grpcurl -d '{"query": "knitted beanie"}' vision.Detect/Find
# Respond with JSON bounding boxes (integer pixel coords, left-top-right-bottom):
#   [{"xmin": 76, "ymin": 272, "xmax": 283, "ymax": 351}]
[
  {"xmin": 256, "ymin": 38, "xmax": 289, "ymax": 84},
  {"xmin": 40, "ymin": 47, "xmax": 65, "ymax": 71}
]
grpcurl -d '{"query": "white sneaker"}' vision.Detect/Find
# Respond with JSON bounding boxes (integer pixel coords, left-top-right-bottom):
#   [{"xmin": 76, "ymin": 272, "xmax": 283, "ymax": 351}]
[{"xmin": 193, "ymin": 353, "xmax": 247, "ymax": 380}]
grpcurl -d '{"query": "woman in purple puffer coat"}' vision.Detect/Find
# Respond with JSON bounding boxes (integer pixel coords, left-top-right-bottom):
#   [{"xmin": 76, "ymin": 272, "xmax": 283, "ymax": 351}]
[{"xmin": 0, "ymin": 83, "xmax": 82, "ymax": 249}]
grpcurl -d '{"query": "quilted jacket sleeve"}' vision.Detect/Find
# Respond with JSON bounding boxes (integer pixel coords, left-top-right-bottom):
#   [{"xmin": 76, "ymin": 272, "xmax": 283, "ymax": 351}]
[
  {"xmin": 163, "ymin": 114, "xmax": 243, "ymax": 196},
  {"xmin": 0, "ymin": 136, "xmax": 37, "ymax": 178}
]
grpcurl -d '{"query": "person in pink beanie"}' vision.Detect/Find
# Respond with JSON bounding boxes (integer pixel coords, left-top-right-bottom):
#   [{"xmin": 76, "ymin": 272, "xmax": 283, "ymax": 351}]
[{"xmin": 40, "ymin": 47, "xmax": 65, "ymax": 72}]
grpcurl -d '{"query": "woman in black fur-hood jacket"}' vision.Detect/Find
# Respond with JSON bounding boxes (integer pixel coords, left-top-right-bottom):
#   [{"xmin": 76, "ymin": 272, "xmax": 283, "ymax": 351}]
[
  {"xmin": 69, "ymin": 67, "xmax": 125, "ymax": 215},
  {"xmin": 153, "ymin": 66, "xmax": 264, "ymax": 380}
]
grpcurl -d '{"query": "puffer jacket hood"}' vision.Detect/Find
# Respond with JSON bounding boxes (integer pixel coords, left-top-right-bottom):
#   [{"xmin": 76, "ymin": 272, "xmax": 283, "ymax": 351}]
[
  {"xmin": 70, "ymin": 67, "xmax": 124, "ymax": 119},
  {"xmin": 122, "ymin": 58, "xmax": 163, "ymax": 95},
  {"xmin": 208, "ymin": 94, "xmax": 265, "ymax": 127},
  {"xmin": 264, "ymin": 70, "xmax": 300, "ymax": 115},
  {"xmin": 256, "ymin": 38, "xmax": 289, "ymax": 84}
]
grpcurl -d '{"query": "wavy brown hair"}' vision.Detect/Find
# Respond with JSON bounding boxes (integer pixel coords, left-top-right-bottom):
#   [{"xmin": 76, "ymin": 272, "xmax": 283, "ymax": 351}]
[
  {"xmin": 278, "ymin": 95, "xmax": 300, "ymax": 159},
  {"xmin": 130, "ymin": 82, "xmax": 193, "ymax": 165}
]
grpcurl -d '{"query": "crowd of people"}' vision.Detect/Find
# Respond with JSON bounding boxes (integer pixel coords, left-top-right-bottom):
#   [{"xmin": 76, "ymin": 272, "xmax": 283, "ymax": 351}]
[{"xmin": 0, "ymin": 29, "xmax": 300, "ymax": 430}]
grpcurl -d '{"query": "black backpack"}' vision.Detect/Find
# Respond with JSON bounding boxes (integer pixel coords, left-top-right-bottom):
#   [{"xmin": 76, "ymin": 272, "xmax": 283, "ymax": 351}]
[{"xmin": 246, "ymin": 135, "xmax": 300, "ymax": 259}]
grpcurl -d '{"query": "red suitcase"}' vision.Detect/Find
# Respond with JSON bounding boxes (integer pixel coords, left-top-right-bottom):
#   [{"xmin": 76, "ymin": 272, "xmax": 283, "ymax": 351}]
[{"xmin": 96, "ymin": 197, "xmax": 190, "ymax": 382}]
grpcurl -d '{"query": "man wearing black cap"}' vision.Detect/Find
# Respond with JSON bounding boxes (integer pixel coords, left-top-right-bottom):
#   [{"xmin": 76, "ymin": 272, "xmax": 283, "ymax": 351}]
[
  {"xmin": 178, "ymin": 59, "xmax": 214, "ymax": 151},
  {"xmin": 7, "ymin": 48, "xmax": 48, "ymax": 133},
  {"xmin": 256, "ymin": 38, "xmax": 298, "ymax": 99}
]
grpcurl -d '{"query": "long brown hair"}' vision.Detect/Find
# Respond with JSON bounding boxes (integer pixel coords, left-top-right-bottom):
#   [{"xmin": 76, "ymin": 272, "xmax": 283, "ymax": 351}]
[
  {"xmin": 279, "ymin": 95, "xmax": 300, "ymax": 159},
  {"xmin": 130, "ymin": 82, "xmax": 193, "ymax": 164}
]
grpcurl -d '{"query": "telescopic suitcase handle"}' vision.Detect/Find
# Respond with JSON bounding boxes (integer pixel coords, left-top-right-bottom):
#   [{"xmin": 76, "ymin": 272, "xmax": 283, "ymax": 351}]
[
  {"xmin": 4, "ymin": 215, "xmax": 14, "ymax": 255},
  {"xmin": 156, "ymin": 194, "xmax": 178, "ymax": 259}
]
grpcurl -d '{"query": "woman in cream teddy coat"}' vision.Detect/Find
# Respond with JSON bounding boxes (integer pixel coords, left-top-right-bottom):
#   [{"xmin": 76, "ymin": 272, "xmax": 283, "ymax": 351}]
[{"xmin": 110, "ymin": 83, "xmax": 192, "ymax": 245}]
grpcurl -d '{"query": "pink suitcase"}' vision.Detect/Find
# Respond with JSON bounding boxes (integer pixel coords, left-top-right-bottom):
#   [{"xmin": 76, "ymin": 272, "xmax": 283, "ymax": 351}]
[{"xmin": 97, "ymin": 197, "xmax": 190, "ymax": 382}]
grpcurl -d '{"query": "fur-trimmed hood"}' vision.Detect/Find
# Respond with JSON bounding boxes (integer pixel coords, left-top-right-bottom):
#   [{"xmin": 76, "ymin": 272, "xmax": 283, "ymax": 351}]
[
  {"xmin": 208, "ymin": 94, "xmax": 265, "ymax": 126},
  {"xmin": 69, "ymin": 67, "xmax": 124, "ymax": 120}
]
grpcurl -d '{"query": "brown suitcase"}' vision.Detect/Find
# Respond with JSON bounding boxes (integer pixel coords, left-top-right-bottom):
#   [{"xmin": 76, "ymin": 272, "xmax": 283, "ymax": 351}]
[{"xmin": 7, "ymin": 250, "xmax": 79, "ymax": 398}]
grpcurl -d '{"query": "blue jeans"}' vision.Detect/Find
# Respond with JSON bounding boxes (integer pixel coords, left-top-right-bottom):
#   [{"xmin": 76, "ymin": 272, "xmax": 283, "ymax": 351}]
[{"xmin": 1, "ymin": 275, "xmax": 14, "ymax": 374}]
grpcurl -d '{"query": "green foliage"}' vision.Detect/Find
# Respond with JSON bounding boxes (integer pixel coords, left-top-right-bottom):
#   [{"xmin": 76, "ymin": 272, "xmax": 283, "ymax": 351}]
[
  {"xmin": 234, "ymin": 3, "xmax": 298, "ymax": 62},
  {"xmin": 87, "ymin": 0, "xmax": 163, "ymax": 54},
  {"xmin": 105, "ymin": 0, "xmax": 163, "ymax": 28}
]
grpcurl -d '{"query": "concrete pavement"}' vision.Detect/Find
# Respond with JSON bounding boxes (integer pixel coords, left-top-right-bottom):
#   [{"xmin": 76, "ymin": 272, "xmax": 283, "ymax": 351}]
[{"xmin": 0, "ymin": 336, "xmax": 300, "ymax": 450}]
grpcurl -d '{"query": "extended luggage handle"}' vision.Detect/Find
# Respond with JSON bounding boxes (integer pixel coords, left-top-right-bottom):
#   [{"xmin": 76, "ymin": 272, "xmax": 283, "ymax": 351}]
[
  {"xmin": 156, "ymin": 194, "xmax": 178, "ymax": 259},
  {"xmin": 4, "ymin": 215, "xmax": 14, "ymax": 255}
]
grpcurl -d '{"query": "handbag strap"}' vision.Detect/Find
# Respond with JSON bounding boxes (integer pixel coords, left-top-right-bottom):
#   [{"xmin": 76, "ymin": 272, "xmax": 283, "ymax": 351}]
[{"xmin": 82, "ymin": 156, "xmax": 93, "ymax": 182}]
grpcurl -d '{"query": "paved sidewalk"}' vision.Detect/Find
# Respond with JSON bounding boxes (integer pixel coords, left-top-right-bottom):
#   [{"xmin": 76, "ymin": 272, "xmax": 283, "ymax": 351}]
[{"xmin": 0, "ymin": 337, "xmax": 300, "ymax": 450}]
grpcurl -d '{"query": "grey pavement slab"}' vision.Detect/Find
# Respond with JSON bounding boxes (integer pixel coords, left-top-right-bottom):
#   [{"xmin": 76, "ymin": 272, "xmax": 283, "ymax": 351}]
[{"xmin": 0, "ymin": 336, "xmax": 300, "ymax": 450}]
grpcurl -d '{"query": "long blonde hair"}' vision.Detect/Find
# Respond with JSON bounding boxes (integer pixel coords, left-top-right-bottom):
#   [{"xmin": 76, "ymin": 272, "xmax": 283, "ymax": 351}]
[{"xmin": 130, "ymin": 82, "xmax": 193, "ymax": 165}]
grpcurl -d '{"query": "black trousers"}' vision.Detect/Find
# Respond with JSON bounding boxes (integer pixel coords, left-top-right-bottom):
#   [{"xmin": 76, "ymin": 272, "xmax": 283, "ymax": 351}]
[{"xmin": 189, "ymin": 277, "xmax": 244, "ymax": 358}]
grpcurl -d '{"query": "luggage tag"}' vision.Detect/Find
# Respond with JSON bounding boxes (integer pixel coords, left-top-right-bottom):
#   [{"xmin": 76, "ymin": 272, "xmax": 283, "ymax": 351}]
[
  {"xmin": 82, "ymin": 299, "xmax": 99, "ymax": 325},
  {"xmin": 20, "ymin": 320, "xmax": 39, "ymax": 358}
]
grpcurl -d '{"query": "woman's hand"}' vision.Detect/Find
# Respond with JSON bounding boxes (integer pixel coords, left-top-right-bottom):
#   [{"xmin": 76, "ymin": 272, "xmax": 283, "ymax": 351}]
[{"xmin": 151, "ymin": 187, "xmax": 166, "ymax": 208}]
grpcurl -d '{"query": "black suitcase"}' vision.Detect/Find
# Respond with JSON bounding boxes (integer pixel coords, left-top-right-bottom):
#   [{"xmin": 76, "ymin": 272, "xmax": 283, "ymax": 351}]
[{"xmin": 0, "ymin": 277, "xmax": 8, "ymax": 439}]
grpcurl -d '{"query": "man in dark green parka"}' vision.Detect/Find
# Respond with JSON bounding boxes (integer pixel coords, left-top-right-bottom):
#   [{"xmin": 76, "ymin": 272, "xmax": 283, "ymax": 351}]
=====
SHORT TASK » Report how many lines of the listing above contain the string "coat", treating uppercase and lowercase as different. Give only the number.

FULL OUTPUT » 2